◆ **What is needed**
Rewrite the material below with "Reviewer note" replaced by "Annotator note" everywhere and all else unchanged. Leave the pictures out.

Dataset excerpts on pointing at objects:
________________________________________

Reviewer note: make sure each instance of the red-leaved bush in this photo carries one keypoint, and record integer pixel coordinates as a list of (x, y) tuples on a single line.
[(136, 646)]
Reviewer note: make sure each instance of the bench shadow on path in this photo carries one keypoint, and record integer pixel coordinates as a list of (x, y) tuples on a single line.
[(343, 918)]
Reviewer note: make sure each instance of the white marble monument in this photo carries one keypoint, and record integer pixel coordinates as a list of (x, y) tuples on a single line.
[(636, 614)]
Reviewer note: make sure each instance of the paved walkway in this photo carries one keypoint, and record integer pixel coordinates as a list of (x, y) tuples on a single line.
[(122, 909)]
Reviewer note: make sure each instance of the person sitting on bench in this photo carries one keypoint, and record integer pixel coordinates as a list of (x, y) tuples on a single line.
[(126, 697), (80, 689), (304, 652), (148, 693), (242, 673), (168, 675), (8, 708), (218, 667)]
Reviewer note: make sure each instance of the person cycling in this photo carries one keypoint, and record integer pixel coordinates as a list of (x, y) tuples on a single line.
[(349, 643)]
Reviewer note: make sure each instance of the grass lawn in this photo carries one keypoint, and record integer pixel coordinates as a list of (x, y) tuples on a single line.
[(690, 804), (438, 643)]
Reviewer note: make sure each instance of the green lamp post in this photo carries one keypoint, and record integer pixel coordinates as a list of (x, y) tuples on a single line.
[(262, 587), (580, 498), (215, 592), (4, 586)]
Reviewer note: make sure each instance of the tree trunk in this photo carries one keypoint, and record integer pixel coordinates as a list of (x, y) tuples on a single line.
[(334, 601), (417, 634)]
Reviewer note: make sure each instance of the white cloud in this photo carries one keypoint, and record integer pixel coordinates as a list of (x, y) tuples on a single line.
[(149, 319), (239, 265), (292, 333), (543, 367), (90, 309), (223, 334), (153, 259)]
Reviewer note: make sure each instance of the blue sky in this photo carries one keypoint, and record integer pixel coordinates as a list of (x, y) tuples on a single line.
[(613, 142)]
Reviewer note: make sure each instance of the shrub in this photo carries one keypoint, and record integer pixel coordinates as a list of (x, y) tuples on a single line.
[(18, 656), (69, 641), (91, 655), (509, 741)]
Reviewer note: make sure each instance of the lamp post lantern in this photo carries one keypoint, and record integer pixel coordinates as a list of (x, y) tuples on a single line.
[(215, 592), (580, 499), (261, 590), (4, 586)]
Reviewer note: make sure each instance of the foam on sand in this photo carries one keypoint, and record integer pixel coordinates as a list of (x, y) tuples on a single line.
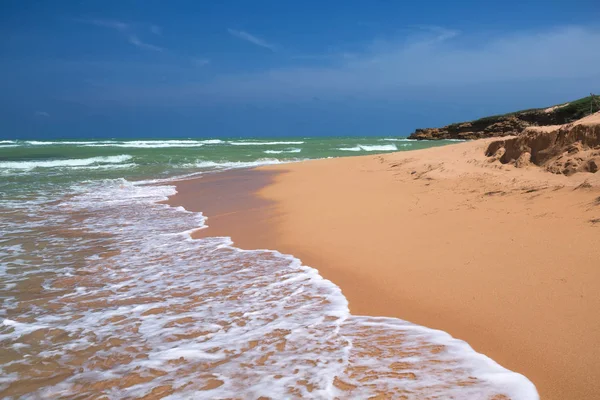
[(361, 147), (147, 307)]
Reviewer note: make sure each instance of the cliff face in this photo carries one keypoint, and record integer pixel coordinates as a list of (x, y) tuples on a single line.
[(510, 124), (566, 149)]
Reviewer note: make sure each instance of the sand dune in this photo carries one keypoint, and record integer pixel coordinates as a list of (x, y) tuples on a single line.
[(505, 258)]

________________________________________

◆ **Output of the exercise**
Annotator note: make sure each instance of the red-leaved bush in this photo carries one keypoint, and record integer pixel coordinates as a list of (x, y) tuples on a single line.
[(136, 646)]
Annotator note: make sure each instance of the bench shadow on path in this photo carries one keypoint, and record integer pixel coordinates as a list of (x, y) tuples on a single line.
[(343, 918)]
Annotator note: make sure each instance of the white marble monument in this photo carries one keypoint, and record integer pixel coordinates as a list of (x, y) tuples on a single line.
[(636, 614)]
Annotator note: make sure each instance of the paved walkway in this photo carries one keypoint, and record integer pixel coordinates as a list of (x, y) tuples on a single line.
[(122, 909)]
Annotator note: make sure each instance of the person sitting on bench in this photo carries one keypoint, and record integer pixel coordinates as a list of (x, y) tuples on a single line.
[(126, 697), (80, 689), (304, 652), (148, 693), (242, 673), (168, 675), (8, 708), (218, 667)]
Annotator note: make sure each instance of the person cycling in this photo carries one keypoint, and record integer pixel coordinates as a list of (x, y) tuples on a single line.
[(349, 643)]
Annotator note: make sure each instance of the grass lawn in this photo carries one keypoint, and record integer pixel coordinates as a list of (x, y) tuples on a single line.
[(690, 804), (438, 643)]
Annotator note: make sure each instance of the green lamp post in this photo carries one keypoint, and record integer pixel coordinates as a list of (x, y) tuples on a single line.
[(262, 587), (580, 498), (215, 592), (4, 586)]
Annotator note: make sure each instance of the tree trunk in this photo carries one keypoint, and record integer pixel coordinates as a list of (x, y) tuples on a single line.
[(334, 601), (417, 634)]
Annotator note: make sure each instance of the white cloud in this photo carries one keypoint, and record integer pixel coordinates as a list of (x, y) tuples on a single line.
[(149, 319), (239, 265), (292, 333), (543, 367), (90, 309), (223, 334), (153, 259)]
Annotator note: make sure each instance of the blue sky in this photo carries one keypoint, and record integer pixel coordinates as a list of (x, y) tuples on a single line.
[(613, 142)]
Annotator note: make sure each instance of the shrub in this photo carries one keypoint, and record integer pixel coordinates as a list of (x, y) tuples on a single line.
[(18, 656), (69, 641), (91, 655), (509, 741)]
Annotator note: make sure each instance of the lamp post lantern in this photo carries one keypoint, and record integer pixel coordinates as a list of (x, y) tuples on a single line.
[(215, 592), (580, 499), (261, 590), (4, 586)]
Annotator note: make sure each instance of the foam on sand in this photo carries one keypoint, and record integer pixel coordinates as a list of (x, y) tuples on a single line.
[(361, 147), (147, 307)]
Annotator note: make sure each instance of the cliff face in this photo carries one keypoint, and record integer pixel coordinates as a list of (x, y) tuples on a single line.
[(510, 124), (566, 149)]
Annotator note: make sure each instance of the sand dune in this photo carries one keypoint, and record integer pixel coordinates as a list of (x, y) tuples on a single line.
[(505, 258)]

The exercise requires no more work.